• **AIM**: Could you output the material below as a numbered list, skipping blank lines and leaving out the pictures?
========================================================================
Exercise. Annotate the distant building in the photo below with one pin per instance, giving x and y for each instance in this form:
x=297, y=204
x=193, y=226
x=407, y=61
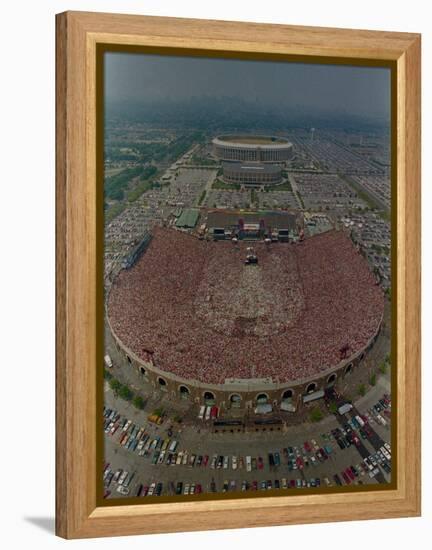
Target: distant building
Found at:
x=251, y=173
x=252, y=148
========================================================================
• **ANSWER TO THIS PROBLEM**:
1. Exercise. Annotate the distant building in the photo below with one pin per instance, giving x and y for each instance in this form:
2. x=297, y=204
3. x=193, y=226
4. x=407, y=61
5. Target: distant building
6. Found at:
7. x=251, y=173
8. x=252, y=148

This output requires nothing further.